INSTRUCTIONS FOR THE TASK = Starting at the line containing "[ detect ] knife handle end cap" and ending at the line containing "115,0 -> 450,165", change "mezzaluna" to "crescent" and reproduce only those lines, otherwise unchanged.

Raw records:

----------------

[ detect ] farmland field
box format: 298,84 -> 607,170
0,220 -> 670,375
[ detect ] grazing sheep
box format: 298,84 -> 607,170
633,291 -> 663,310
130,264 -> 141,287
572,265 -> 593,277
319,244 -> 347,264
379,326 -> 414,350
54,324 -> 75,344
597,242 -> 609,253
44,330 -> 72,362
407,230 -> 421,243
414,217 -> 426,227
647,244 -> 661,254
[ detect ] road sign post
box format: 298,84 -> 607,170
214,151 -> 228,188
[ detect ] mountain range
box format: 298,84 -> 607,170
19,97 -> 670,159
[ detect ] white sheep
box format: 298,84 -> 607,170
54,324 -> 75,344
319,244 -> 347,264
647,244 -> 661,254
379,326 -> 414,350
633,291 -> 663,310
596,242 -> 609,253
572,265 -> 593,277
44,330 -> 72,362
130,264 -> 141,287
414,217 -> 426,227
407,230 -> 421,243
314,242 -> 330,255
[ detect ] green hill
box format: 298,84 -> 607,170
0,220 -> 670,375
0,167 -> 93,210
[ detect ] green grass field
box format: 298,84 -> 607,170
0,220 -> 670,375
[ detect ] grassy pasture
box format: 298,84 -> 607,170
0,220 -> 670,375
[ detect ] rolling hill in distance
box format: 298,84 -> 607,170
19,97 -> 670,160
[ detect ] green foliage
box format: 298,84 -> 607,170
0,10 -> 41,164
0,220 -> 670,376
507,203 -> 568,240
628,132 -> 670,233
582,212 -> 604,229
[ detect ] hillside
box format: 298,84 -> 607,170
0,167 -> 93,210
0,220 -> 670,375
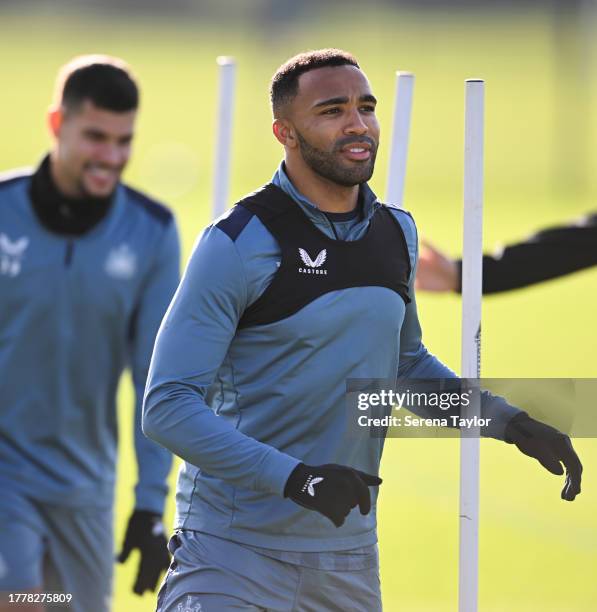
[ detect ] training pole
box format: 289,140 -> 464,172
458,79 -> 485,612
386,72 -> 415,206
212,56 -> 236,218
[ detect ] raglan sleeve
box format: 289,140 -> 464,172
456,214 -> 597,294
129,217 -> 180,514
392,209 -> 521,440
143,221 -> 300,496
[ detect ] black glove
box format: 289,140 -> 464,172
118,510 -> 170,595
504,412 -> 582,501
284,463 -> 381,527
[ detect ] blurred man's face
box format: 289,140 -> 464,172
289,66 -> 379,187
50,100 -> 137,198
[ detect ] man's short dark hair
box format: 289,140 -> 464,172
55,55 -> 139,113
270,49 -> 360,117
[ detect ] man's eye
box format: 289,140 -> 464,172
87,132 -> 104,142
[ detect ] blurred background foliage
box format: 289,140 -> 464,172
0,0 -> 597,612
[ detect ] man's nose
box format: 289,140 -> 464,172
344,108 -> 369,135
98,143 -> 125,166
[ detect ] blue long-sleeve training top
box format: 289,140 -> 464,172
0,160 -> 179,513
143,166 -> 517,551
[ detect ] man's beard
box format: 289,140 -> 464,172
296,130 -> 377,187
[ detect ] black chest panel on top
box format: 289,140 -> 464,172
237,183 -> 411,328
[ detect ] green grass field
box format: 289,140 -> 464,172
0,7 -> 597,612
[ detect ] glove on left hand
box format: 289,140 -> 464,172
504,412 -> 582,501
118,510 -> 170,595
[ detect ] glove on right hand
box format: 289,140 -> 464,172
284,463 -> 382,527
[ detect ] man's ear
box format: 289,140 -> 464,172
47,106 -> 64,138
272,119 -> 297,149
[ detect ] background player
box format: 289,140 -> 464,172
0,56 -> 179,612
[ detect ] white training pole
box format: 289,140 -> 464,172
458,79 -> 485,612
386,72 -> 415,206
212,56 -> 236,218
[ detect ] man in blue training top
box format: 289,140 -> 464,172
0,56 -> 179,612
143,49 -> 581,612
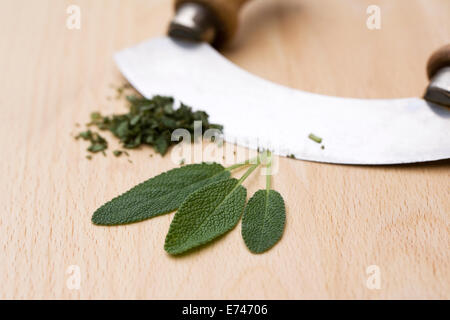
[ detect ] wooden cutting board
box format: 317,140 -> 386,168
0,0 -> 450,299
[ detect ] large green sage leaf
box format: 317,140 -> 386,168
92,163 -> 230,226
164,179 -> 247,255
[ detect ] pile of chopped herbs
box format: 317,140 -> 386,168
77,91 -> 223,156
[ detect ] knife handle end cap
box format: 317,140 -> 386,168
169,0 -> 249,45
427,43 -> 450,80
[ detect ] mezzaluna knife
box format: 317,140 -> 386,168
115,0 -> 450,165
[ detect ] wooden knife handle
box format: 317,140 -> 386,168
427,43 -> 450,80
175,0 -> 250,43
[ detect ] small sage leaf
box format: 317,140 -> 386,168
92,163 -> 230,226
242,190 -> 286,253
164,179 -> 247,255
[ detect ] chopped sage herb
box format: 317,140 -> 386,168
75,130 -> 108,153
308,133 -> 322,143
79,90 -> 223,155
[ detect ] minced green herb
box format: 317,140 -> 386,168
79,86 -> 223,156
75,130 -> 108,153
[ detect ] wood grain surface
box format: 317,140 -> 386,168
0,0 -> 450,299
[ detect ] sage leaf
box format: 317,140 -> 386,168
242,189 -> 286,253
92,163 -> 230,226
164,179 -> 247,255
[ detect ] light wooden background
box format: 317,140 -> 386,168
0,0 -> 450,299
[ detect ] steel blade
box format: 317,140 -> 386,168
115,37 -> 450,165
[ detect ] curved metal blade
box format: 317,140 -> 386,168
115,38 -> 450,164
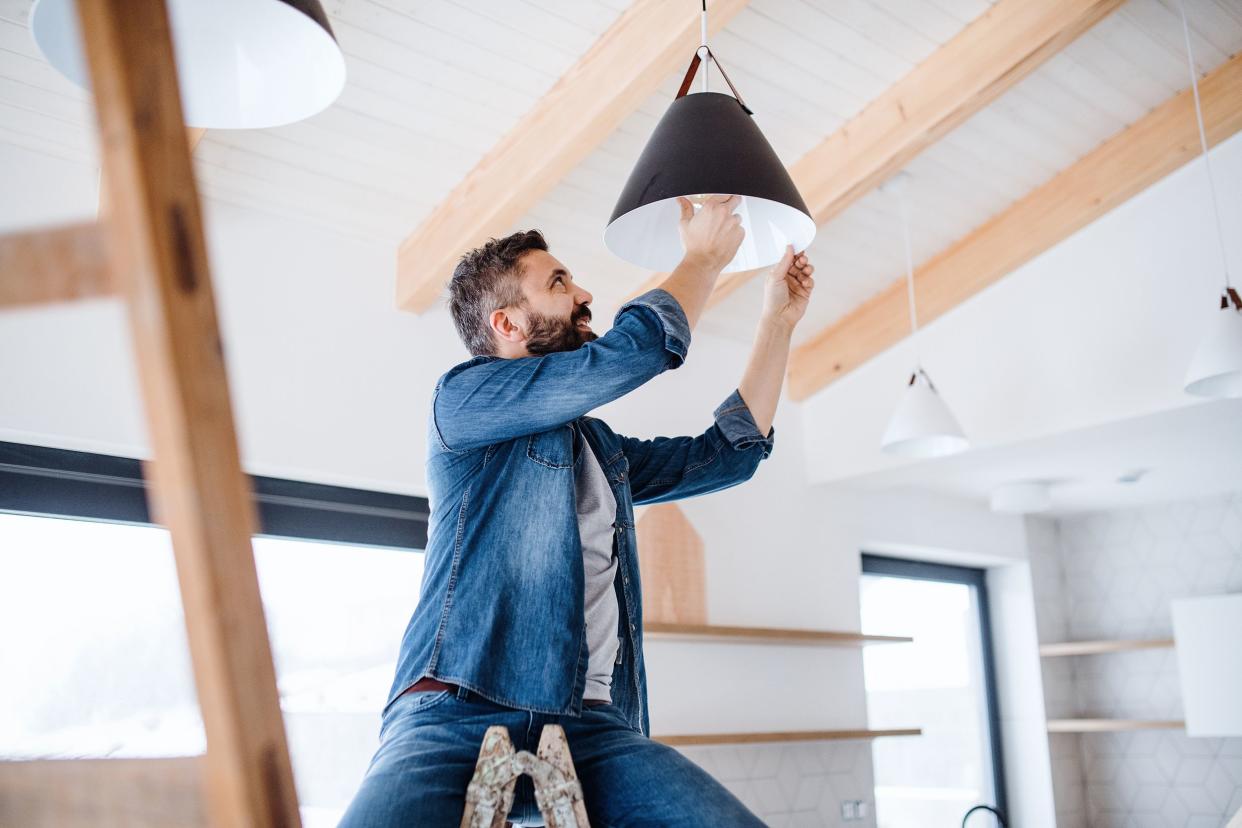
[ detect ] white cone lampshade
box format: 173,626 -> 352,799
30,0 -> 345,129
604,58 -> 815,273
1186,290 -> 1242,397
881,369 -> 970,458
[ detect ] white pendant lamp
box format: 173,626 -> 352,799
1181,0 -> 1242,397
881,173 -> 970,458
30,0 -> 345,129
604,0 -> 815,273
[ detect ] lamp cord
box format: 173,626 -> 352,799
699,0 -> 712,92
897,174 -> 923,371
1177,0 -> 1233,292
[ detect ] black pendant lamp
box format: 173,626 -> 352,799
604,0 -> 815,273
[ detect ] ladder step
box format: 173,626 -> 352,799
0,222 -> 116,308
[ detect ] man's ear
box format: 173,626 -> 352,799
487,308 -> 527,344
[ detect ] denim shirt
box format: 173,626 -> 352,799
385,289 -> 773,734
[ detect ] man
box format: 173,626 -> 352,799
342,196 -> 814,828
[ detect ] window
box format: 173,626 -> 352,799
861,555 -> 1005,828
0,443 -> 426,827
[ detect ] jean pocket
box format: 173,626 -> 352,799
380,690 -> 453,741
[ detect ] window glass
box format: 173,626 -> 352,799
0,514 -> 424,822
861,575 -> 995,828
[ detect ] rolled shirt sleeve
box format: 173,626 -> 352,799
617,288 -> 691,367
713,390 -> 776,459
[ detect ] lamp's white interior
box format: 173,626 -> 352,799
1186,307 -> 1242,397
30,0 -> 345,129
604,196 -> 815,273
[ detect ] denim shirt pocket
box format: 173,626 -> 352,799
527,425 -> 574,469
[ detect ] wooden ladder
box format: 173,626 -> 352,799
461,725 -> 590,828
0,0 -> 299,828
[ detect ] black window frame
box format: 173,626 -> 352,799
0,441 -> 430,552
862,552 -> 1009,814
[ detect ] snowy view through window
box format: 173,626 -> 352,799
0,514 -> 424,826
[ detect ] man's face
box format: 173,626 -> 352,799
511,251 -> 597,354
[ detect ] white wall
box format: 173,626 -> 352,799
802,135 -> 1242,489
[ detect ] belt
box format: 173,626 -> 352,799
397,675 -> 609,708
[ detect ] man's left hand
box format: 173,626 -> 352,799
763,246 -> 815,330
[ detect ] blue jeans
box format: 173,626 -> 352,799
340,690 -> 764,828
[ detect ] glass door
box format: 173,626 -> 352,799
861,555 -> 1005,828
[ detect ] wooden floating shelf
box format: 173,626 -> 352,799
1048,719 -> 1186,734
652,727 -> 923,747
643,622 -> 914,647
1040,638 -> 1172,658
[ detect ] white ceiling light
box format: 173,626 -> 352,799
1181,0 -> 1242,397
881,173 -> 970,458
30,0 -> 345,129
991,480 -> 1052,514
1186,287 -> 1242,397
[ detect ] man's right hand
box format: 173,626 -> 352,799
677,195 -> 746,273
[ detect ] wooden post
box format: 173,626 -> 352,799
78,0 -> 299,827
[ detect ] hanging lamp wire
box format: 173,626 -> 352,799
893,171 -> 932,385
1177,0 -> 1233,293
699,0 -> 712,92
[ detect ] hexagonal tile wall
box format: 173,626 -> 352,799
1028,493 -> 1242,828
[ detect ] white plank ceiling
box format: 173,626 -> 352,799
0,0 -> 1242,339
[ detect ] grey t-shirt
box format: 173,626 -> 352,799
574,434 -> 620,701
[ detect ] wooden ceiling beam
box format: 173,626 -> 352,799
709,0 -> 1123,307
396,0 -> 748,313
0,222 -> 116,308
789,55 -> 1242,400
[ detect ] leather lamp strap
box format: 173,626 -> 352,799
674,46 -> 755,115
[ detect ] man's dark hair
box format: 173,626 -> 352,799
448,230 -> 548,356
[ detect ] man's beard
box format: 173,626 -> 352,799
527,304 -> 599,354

----------------

SOLUTION TO THE EXERCISE =
[ detect ] knife handle end cap
box format: 317,140 -> 386,168
169,0 -> 249,45
427,43 -> 450,80
[ detect ] crescent knife
box format: 317,140 -> 386,168
115,0 -> 450,165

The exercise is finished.